▶ _Instructions for the task_: Copy out the items word for word, from the line with "Question: In the picture above, for every instance of the man" up to and including the line with "[(876, 250), (1047, 250)]".

▶ _Records provided_:
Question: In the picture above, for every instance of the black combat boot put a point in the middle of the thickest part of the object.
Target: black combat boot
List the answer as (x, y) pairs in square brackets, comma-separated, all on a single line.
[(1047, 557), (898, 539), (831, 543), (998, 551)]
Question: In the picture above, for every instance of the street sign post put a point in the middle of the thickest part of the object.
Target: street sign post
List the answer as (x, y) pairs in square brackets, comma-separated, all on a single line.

---

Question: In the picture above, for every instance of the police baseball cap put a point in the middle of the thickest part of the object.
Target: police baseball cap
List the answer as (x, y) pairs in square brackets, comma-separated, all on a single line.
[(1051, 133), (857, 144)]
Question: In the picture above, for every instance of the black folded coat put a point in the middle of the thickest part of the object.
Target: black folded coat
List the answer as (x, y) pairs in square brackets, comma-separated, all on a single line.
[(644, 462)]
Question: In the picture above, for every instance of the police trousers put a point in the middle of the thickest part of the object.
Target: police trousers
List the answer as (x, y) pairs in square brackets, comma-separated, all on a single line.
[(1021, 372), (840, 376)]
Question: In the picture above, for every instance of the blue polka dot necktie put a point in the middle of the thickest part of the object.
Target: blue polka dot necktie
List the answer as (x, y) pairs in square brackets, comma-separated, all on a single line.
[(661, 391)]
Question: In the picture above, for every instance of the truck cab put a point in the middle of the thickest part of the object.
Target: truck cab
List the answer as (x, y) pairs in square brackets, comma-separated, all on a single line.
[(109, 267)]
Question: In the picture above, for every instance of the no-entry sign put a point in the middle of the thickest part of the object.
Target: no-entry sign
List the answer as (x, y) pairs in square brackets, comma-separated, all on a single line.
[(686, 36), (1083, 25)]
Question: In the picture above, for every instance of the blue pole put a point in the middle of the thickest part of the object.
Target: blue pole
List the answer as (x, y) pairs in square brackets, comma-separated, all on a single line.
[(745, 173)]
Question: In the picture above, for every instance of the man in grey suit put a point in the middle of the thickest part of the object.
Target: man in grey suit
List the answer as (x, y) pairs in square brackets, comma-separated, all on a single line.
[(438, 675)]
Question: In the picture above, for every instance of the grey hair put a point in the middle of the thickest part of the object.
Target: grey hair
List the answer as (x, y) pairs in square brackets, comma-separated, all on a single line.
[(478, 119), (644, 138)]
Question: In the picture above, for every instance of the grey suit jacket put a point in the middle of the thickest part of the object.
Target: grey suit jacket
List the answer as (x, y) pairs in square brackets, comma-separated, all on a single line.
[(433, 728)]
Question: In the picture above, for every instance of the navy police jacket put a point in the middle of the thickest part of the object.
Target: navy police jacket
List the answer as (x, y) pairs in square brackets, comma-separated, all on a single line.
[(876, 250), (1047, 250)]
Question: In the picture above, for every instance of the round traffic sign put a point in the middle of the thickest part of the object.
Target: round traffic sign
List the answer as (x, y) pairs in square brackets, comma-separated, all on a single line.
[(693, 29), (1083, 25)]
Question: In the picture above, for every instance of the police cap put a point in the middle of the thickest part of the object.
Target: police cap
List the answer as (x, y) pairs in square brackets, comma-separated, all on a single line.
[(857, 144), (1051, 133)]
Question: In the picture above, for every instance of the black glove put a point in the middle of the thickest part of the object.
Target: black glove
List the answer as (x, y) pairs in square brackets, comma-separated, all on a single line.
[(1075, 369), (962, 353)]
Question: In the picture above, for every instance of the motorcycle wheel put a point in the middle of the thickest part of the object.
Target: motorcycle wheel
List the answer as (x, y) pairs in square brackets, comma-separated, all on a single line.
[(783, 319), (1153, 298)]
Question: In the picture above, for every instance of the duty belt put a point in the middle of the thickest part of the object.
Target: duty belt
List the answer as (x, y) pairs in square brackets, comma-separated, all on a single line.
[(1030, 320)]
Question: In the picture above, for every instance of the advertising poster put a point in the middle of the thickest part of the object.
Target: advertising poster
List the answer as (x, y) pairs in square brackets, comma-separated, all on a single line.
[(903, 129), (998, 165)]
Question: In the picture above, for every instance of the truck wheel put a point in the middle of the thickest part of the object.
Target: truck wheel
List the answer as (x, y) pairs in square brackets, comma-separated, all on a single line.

▶ _Reply_:
Question: In the picture above, for every instance of the man in grey suit put a point in the middle of the thickest part of the object.
Target: man in grey suit
List the answer as (x, y) pairs in square brackets, comma-separated, all on a single line.
[(438, 675)]
Question: In the picture above, for every instance of the grey hair put a point in the middle of the thickest part of the object.
Target: grey hair
List the answer as (x, y) pairs in square brackets, comma-separated, all on a single line.
[(478, 119), (644, 138)]
Question: In the picture above, for every instance of the grey suit jacket put a point in the middle of the thickest part of the object.
Target: grey suit jacket
List the answer as (x, y) pairs in square brackets, comma-separated, all on a single line.
[(433, 728)]
Question: In the picture above, for every instance of the navy police jacket put a point in the middle of the thickest part of the object.
Target: navy police jacket
List the answer as (x, y) pairs in square brackets, comma-separated, all on a single line.
[(876, 250), (1047, 250)]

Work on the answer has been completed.